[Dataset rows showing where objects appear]
--- start ---
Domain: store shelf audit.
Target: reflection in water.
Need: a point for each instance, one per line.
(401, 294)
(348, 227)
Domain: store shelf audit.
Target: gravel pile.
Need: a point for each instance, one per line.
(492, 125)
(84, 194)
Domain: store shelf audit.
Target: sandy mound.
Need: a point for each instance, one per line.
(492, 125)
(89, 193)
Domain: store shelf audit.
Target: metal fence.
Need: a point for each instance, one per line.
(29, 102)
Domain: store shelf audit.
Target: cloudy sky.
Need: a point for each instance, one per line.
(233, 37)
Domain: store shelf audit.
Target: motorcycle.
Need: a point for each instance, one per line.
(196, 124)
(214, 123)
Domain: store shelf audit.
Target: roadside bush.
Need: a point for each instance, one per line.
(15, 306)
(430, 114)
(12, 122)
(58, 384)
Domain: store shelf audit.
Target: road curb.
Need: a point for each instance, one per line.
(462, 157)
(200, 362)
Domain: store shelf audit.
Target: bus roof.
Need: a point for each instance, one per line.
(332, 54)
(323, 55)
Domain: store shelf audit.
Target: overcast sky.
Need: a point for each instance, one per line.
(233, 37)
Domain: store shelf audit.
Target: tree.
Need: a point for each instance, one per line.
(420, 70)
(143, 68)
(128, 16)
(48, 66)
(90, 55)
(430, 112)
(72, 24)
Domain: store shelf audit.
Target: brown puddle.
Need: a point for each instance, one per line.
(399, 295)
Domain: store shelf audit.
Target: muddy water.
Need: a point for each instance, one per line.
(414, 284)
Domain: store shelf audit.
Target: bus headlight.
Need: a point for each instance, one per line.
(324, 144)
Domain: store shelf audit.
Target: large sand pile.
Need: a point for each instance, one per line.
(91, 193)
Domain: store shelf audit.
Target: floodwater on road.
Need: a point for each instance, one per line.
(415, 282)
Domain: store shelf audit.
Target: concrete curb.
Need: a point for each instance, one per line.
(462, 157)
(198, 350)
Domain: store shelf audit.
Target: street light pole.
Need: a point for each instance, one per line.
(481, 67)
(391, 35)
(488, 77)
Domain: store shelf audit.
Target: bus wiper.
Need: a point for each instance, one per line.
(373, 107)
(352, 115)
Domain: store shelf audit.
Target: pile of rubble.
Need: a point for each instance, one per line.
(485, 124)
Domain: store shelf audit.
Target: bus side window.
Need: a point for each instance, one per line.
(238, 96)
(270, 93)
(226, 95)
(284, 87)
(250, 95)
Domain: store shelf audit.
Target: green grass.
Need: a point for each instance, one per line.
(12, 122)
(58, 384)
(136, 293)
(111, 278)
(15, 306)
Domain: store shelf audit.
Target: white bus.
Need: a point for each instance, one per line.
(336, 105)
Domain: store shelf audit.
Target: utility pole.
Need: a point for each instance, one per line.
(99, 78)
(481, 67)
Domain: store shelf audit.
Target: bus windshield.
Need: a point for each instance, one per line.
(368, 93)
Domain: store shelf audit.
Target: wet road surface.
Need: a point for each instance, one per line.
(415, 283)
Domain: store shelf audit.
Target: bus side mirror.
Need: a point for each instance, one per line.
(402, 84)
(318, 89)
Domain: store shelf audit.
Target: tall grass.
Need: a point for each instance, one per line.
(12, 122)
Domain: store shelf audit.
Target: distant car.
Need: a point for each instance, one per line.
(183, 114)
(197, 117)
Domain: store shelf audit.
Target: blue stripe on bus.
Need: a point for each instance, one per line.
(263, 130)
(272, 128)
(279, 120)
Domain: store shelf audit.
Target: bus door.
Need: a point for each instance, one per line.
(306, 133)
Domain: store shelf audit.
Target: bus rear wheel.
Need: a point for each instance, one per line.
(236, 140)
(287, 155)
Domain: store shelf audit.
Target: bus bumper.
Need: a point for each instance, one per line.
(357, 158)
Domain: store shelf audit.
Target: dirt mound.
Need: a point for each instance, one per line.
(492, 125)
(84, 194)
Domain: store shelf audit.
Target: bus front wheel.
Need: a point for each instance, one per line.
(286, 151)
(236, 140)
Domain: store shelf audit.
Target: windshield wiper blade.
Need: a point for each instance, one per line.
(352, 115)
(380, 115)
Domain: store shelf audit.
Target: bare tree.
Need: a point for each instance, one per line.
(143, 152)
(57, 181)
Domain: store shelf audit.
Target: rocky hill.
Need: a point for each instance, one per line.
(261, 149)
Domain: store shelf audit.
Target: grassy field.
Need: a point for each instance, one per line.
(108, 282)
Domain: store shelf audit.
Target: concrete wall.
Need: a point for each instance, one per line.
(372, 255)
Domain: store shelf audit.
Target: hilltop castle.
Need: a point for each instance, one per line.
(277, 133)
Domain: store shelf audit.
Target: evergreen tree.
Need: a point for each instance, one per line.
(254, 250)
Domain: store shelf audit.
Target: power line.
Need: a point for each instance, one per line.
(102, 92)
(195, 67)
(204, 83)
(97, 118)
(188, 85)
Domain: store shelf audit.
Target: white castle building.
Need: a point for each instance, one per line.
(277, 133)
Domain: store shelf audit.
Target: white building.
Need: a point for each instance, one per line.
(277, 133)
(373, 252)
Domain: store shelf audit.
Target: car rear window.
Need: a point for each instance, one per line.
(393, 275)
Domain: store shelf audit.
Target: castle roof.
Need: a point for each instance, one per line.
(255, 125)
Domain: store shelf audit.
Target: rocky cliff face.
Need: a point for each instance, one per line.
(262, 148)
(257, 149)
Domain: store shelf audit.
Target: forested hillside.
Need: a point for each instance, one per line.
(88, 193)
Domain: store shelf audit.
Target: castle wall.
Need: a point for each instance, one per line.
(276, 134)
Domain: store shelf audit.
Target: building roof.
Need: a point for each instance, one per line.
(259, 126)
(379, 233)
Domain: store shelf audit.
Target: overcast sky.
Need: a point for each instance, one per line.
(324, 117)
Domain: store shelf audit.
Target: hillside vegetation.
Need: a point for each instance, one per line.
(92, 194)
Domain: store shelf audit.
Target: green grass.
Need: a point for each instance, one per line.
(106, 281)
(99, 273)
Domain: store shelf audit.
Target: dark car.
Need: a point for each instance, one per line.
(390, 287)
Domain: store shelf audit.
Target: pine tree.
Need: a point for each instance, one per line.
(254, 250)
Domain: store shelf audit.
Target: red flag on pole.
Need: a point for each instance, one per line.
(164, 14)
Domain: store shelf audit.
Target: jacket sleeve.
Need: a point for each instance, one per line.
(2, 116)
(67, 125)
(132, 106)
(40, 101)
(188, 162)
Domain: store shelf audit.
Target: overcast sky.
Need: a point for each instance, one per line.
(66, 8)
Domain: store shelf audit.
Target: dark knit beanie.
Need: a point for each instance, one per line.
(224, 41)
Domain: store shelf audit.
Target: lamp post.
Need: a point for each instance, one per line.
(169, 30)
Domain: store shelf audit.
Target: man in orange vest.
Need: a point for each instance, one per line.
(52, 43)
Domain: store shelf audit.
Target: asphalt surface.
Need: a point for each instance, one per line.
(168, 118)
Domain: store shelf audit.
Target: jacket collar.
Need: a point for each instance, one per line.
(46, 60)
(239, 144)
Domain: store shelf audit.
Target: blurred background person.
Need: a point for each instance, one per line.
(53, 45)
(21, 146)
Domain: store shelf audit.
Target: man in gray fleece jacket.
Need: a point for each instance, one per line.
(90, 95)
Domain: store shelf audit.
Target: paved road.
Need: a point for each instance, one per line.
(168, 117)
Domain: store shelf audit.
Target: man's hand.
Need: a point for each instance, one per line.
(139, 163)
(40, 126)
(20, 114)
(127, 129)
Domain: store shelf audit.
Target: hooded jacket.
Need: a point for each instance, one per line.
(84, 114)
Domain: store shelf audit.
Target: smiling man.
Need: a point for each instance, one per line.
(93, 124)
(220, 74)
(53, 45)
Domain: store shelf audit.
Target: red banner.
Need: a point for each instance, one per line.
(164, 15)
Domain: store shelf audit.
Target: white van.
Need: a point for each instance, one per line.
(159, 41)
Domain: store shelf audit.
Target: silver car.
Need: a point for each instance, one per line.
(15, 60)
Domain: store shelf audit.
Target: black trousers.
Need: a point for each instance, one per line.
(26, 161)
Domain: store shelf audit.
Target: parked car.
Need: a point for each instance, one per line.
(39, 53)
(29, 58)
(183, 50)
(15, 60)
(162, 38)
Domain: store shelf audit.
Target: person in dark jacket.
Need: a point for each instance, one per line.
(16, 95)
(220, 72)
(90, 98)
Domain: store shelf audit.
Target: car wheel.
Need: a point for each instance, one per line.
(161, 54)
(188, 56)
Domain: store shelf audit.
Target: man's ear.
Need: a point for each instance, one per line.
--- end ---
**Written problem**
Filter the entries above down to every line containing the string "dark", copying each one unchanged. Case matters.

**Task answer**
Target: dark car.
Target: dark knit beanie.
Target: person in dark jacket.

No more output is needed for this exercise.